Work required: Each record beneath this sentence is to be transcribed exactly as it reads.

Source data:
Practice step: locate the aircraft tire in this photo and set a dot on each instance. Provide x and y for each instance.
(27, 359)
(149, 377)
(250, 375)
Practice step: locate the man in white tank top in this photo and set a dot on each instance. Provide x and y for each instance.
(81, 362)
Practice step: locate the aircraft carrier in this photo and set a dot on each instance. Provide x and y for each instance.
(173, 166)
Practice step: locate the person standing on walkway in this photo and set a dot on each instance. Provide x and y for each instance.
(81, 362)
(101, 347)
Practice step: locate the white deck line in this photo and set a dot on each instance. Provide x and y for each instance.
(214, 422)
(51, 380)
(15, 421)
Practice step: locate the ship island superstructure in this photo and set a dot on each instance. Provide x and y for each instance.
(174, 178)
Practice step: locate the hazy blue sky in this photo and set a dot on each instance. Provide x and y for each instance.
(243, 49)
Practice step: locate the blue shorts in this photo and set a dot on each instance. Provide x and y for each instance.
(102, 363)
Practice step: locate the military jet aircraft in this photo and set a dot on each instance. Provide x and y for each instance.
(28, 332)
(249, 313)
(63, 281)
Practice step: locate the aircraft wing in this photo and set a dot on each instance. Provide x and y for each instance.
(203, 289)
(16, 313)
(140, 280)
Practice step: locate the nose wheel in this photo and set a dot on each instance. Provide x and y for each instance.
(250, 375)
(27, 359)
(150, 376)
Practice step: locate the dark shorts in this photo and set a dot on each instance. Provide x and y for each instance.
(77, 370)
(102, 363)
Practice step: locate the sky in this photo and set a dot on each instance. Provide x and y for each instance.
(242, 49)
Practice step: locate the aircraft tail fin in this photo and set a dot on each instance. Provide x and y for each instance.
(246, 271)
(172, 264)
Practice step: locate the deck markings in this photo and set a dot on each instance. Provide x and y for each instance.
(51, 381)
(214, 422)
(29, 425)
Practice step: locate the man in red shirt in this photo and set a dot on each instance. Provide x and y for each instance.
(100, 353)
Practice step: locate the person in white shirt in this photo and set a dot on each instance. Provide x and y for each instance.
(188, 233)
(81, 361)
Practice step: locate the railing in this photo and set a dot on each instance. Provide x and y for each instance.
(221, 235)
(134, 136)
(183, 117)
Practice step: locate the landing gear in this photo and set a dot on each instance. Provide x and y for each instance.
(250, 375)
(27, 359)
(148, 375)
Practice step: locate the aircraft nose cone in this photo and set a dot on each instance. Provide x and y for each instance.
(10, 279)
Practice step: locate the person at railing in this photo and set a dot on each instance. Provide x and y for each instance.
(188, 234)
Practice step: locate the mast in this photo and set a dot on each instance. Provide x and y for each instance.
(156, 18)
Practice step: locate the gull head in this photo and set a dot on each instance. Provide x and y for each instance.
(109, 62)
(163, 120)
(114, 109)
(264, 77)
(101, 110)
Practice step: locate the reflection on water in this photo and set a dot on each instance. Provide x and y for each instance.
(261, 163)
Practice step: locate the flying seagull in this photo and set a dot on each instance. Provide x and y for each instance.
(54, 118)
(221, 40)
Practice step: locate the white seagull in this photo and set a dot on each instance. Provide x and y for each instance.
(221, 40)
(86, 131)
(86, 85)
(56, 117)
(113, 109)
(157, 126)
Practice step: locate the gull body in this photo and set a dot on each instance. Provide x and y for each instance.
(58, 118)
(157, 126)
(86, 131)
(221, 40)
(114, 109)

Output for this exercise:
Practice step: locate the aircraft tire in this photo and set a dot on each instance. Provide x and y for each instance.
(27, 359)
(149, 377)
(250, 375)
Practice step: locate the man in white tank top in this photo and set a dot on each instance. Provide x and y for each instance.
(81, 362)
Practice step: locate the aircraft carrier in this photo and set a dot on each instance. Provide x and y for each instance.
(173, 166)
Practice step: locate the person standing on walkway in this photo and set a dot on each instance. Provide x and y for each instance.
(81, 362)
(101, 347)
Practice step: locate the white deck line in this photo and set a dot on each instance. Provide x and y for each instance.
(214, 422)
(51, 380)
(15, 421)
Practice step: locate the ship island superstructure in this photo and set a dot on each instance. Provide x and y for each instance.
(174, 178)
Practice step: locate the hazy blue sky in this photo and set a dot on each instance. Provide x and y for each instance.
(243, 49)
Practice step: locate the blue shorts in this photo and set a dot on each instance. Provide x and y for each instance.
(102, 363)
Practice step: locate the military jet aircraft in this photo and set a dot on each instance. Provide x and y for each instance.
(28, 332)
(249, 313)
(63, 281)
Practice step: locate the aircraft wing in this photo and set a dot on each instance. Provide x and y for each instance.
(203, 289)
(16, 313)
(140, 280)
Practice step: locate the nose wheel in this photo and set a dot on each instance. Provide x and y for each instance.
(250, 375)
(27, 359)
(150, 376)
Practice step: locate the dark shorts in this photo and set a dot on each instance. Provide x and y for each instance.
(77, 370)
(102, 363)
Practice step: locate the sky in this photo and set a dot on each instance. Provide x and y for each instance.
(242, 49)
Practice step: locate the aircraft tail fin in this photo and set a dot on each instance. Provide x and y for each instance.
(246, 271)
(172, 264)
Practice step: locate the deck markings in this photo and set a dot on each instance. Provide x and y for each instance.
(51, 381)
(214, 422)
(29, 425)
Practice step: locate the man in red shirt in this photo and set a dot on each instance. Provide x and y for each instance.
(100, 353)
Practice step: locate the person in white shirt in this photo and set a dot on each instance. Provide x and y for each instance.
(188, 233)
(81, 361)
Practice step: locate the railing in this photo and set a dot on each instance. Provide x and y for each instance.
(221, 235)
(134, 136)
(183, 117)
Practice step: locate the landing gear in this photo and set a dot on each instance. Provide x and y for each instance.
(250, 375)
(27, 359)
(148, 375)
Practice step: locate the aircraft nose cone in this photo and set a dot on each instance. Provide x and y for each instance.
(10, 279)
Practice step: locate the person at railing in this photo and set a dot on each instance. Provide x and y for each instance.
(188, 234)
Practice step: locate the mast in this photo and set a dot on each instance. Provide x and y for each instance.
(156, 18)
Practice step: locate the gull head in this photo and set a dot on each instance. Provide x and y for each instance.
(109, 62)
(163, 120)
(114, 109)
(264, 77)
(101, 110)
Practice step: locate the reflection on water in this photo and set a dot on each instance. Provide x and y for each instance.
(261, 163)
Practice step: locate the flying seagull in this photo and set a dot on each instance. Provide x and y for each instance.
(54, 118)
(221, 40)
Practice step: locate the white seagull in this photo and set a dot on each instance. Provide x and y for each instance.
(221, 40)
(86, 131)
(86, 85)
(56, 117)
(113, 109)
(157, 126)
Practice step: locate the gull body in this photo and set a dot on each instance. Provide x and y for each instance.
(58, 118)
(157, 126)
(86, 131)
(221, 40)
(114, 109)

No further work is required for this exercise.